* **Kutipan Halaman**
○ ○ ○

Jonan membatasi harga listrik dari tenaga matahari, angin, air, biomassa, biogas paling tinggi hanya 85% dari biaya pokok produksi (BPP) listrik di daerah tempat beroperasinya pembangkit listrik EBT tersebut. Misalkan BPP setempat sebesar Rp 2.000/kWh, maka PLN membeli listrik dari pengembang EBT dengan harga semahal-mahalnya Rp 1.700/kWh.
Di peraturan-peraturan yang dibuat menteri sebelumnya, tarif listrik dari pembangkit EBT ditetapkan di atas rata-rata BPP setempat. Sekarang sebaliknya, listrik dari EBT harganya di bawah BPP.
SCROLL TO CONTINUE WITH CONTENT
Negara sebagai harus bersikap adil dan melindungi seluruh rakyatnya, seperti 'ibu' memperlakukan 'anak-anaknya'. Rakyat miskin yang tidak mampu ibarat 'anak paling kecil', paling lemah, harus lebih dilindungi daripada anak-anak yang lain.
Maka tarif listrik harus dibuat seefisien mungkin, BPP harus ditekan, agar terjangkau oleh seluruh rakyat, termasuk rakyat kecil.
"Kami mengusahakan EBT 23% dari bauran energi nasional di 2025. Saya ke Austria 3 bulan lalu. Warga Negara Indonesia (WNI) di sana tanya ke saya, EBT di Indonesia bagaimana? Kalau diterapkan at any cost, jawaban saya sangat sulit. Kalau tarif listrik naik 10-20%, orang-orang kayak saya mungkin cuma ngomel saja, tapi tetap beli. Tapi ada saudara-saudara kita yang penghasilannya enggak sama dengan kita. Ibu-ibu kalau anaknya banyak, pasti yang dibelain yang paling kecil," ujar Jonan dalam diskusi Strategi Pencapaian Target EBT 23% di Hotel JS Luwansa, Jakarta, Kamis (2/3/2017).

○ ○ ○

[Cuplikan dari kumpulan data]
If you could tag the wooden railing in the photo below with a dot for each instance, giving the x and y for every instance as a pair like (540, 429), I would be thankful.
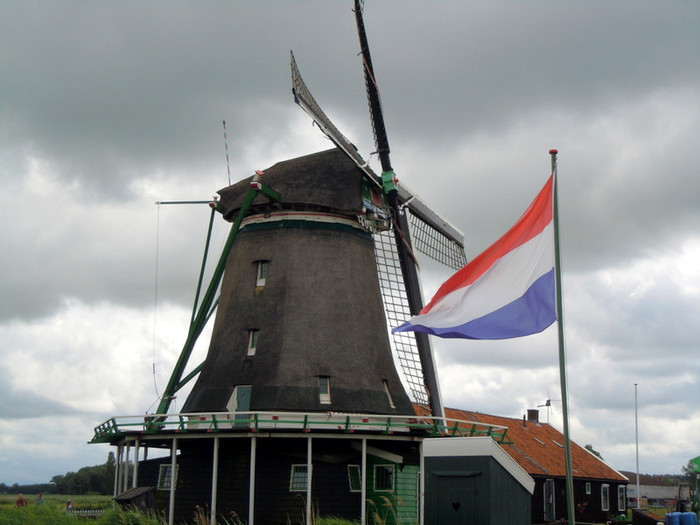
(117, 427)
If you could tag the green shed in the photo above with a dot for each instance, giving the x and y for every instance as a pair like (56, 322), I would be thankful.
(472, 480)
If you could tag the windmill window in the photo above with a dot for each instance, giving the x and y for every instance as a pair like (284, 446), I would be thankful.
(164, 477)
(261, 272)
(324, 390)
(621, 497)
(252, 341)
(384, 477)
(388, 394)
(298, 480)
(605, 497)
(355, 478)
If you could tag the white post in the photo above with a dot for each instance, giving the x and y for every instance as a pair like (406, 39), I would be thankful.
(363, 494)
(421, 488)
(117, 466)
(214, 479)
(173, 479)
(135, 480)
(309, 467)
(125, 482)
(251, 482)
(636, 440)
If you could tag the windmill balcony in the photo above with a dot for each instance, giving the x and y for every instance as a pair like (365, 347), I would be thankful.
(115, 429)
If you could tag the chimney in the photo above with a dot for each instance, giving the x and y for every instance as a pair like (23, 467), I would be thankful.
(533, 415)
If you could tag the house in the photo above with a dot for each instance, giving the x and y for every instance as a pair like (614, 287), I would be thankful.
(599, 489)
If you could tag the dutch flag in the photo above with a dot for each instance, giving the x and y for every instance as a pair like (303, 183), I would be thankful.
(507, 291)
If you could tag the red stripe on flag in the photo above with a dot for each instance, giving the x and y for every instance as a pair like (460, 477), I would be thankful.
(531, 223)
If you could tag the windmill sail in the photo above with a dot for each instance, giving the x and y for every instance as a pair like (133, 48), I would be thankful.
(434, 237)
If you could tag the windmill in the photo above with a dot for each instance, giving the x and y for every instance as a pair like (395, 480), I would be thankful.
(330, 191)
(299, 391)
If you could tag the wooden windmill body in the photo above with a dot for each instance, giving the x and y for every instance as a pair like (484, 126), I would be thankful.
(300, 393)
(311, 334)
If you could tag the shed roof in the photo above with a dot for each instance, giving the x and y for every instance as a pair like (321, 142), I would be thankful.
(539, 448)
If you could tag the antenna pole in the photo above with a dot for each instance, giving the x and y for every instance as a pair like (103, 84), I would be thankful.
(228, 167)
(562, 352)
(636, 442)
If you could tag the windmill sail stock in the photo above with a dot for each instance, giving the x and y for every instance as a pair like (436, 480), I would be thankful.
(412, 220)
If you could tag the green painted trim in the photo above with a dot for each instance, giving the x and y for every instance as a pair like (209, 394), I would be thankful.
(306, 225)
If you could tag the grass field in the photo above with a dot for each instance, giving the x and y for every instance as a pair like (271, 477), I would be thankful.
(52, 512)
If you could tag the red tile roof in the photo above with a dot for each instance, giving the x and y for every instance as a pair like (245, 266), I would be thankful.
(539, 448)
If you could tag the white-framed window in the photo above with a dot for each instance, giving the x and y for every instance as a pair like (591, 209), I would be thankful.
(605, 496)
(355, 478)
(164, 476)
(384, 478)
(388, 394)
(621, 497)
(252, 341)
(298, 478)
(262, 268)
(324, 390)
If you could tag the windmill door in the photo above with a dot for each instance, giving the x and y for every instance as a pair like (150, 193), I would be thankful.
(549, 500)
(241, 396)
(457, 498)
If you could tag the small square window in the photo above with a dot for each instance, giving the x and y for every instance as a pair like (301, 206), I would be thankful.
(261, 276)
(621, 497)
(384, 477)
(298, 480)
(324, 390)
(164, 476)
(355, 478)
(252, 341)
(388, 394)
(605, 497)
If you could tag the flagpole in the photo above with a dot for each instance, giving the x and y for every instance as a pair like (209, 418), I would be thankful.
(562, 352)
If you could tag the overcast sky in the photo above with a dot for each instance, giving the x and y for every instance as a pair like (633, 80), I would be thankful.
(107, 107)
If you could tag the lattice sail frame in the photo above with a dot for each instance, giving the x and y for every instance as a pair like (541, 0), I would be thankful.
(435, 245)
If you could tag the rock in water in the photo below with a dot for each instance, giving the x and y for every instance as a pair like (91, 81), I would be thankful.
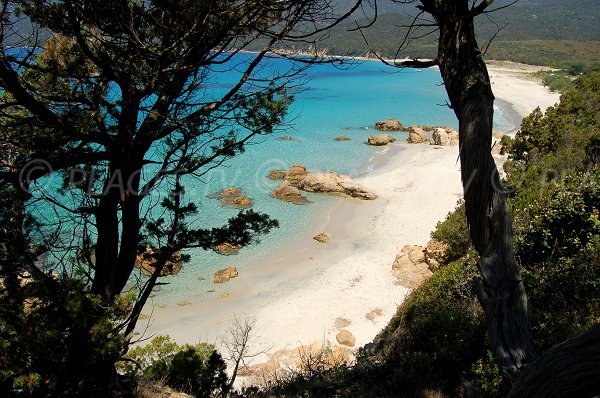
(145, 261)
(276, 175)
(417, 135)
(232, 197)
(225, 275)
(333, 183)
(295, 174)
(322, 238)
(285, 191)
(380, 139)
(389, 125)
(227, 249)
(344, 337)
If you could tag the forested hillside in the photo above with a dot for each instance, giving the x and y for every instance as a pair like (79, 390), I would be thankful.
(555, 32)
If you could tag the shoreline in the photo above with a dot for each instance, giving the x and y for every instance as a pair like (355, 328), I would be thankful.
(296, 294)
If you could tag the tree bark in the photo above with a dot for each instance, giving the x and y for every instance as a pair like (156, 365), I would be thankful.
(500, 288)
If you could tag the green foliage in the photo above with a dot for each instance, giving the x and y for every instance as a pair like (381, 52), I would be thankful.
(454, 232)
(197, 369)
(53, 325)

○ ○ ○

* **Tujuan Tugas**
1. Salin kata demi kata bagian teks tentang tarif listrik EBT, mulai dari "Jonan membatasi harga" dan terus sampai "di bawah BPP.".
2. Terjemahkan kalimat dari teks tentang tarif listrik EBT ini ke dalam bahasa Inggris: "Sekarang sebaliknya, listrik dari EBT harganya di bawah BPP."
Item-item di atas tidak perlu dipakai.

* **Jawaban Berurutan**
1.
Jonan membatasi harga listrik dari tenaga matahari, angin, air, biomassa, biogas paling tinggi hanya 85% dari biaya pokok produksi (BPP) listrik di daerah tempat beroperasinya pembangkit listrik EBT tersebut. Misalkan BPP setempat sebesar Rp 2.000/kWh, maka PLN membeli listrik dari pengembang EBT dengan harga semahal-mahalnya Rp 1.700/kWh.
Di peraturan-peraturan yang dibuat menteri sebelumnya, tarif listrik dari pembangkit EBT ditetapkan di atas rata-rata BPP setempat. Sekarang sebaliknya, listrik dari EBT harganya di bawah BPP.

2. Now it is the other way around: electricity from EBT is priced below the BPP.